Please turn the data, starting with the line that contains "Exercise. Mark the hazy valley" and going on through the line that contains "point(74, 201)", into a numbered list with no blank lines. Include only those lines.

(RECORDS PROVIDED):
◆ ◆ ◆ ◆ ◆ ◆ ◆

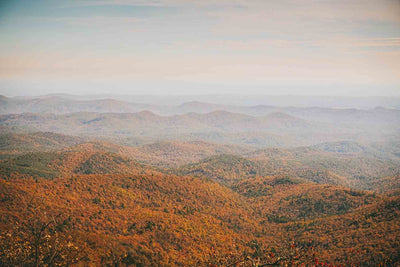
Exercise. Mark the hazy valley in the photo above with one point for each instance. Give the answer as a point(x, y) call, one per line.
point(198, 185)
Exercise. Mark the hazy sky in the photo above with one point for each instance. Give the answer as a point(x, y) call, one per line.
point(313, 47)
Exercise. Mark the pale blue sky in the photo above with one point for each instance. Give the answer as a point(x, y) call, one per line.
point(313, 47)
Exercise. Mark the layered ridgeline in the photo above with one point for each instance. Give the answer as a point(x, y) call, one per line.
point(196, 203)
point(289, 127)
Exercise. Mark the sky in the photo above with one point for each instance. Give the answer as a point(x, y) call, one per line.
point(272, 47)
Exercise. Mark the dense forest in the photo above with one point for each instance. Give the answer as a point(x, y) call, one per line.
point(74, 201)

◆ ◆ ◆ ◆ ◆ ◆ ◆

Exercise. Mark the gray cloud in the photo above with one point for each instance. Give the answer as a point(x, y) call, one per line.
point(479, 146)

◆ ◆ ◆ ◆ ◆ ◆ ◆

(SOLUTION FOR THIS EXERCISE):
1. Exercise. Mark the hazy valley in the photo above with one point for each instance. Give the answer as a point(x, y) call, one per line.
2. point(198, 185)
3. Exercise. Mark the hazy sky in the photo above with one point for each instance. Give the answer as a point(x, y) call, one per line.
4. point(313, 47)
5. Exercise. Mark the pale blue sky in the photo above with one point for each instance. Give the answer as a point(x, y) call, one per line.
6. point(313, 47)
7. Exercise. Mark the layered ridgeline in the photo above with one point for each instance. Give the answer as a point(x, y) call, one per line.
8. point(196, 203)
9. point(289, 127)
10. Exercise. Mark the sky in the photo above with one point for each instance. Give the answer as a point(x, y) call, one per line.
11. point(272, 47)
12. Exercise. Mark the dense forest in the photo above with one point for each instance. Give the answer as a point(x, y) call, one per line.
13. point(74, 201)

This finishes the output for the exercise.